Reproduce the data below exactly. Skip the pictures.

━━━━━ DATASET EXTRACT

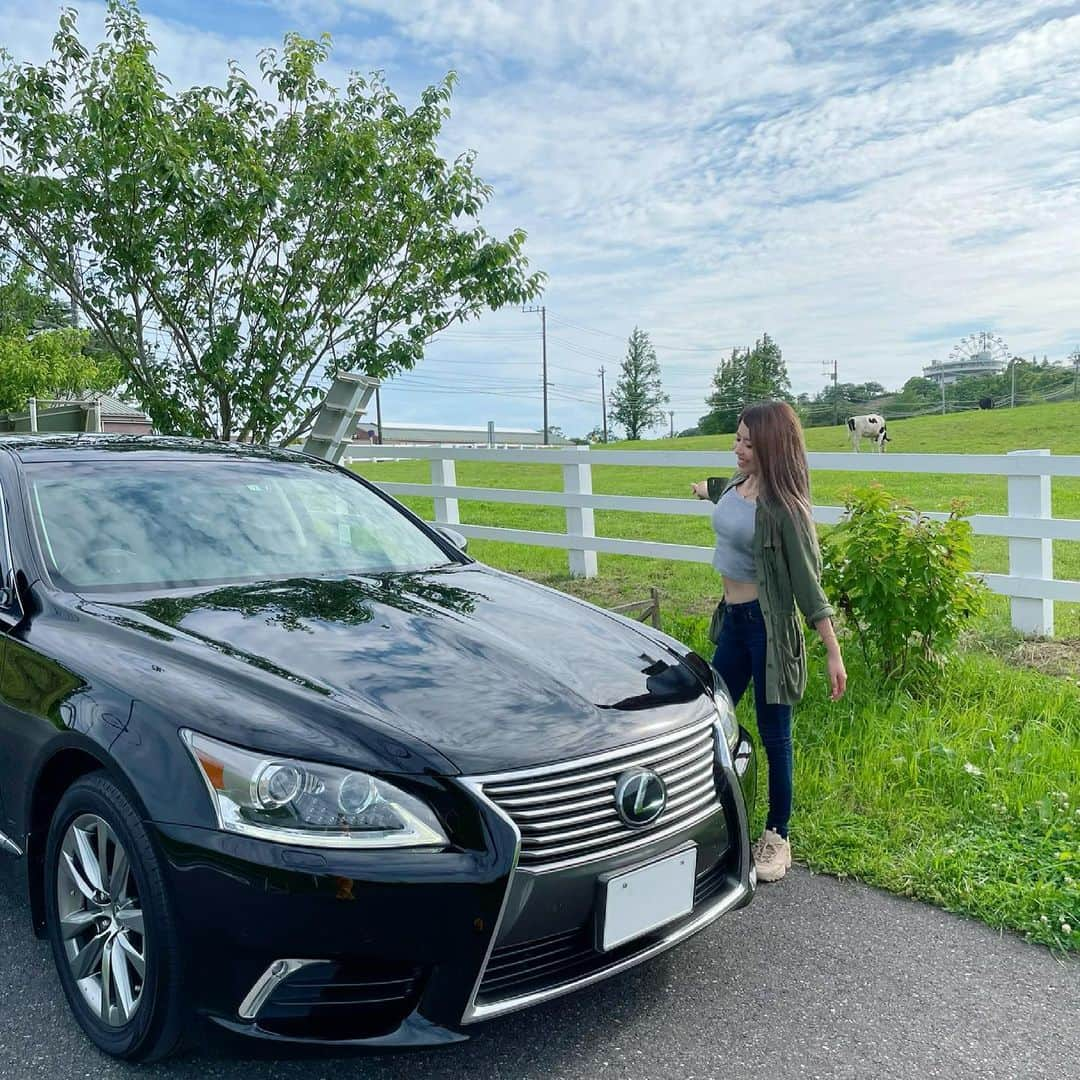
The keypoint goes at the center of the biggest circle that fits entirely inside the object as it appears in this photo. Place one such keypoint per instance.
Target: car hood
(493, 672)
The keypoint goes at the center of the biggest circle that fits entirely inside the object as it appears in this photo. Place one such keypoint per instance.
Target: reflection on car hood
(491, 671)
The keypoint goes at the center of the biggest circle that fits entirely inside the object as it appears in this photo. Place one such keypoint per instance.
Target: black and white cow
(871, 426)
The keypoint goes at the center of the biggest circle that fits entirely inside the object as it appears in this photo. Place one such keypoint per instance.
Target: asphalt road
(817, 979)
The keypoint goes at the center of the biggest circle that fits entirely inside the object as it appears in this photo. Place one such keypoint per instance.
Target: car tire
(110, 923)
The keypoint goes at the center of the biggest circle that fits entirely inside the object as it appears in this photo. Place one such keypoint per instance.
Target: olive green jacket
(788, 574)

━━━━━━━━━━

:: TASK SOLUTION ::
The keypoint goes at the center of the biggest circle that fits entirely inside the object as it appears in this photo. Place one such keypoint per instance.
Target: car hood
(493, 672)
The keypoint goes at the center of the biggest circle that fits entirely inside the object as it appears in this photo. Place one such keypoint per instance.
Target: reflection on car hood
(491, 671)
The keypoint goes at the center of the biggest circle that fits entirely inside the object as it appears in this photo. Place one such keypoint per instance.
Target: black and white cow
(871, 426)
The keypoint goes at the center of the biggest circle that fits entirely inside the object as it appears in this photo. Place one such keypoint per instance.
Target: asphalt road
(817, 979)
The keypoint goes at the center of the biggest circle that fits entirely inside the object as it appears in this photo. Place one such keypoint per instance.
Target: car tire
(110, 923)
The keypoint goes at the center of the biggest circle that fits entirely inside the object as it appears in this photo. Place one such keypoint per instance.
Target: olive green jacket
(788, 574)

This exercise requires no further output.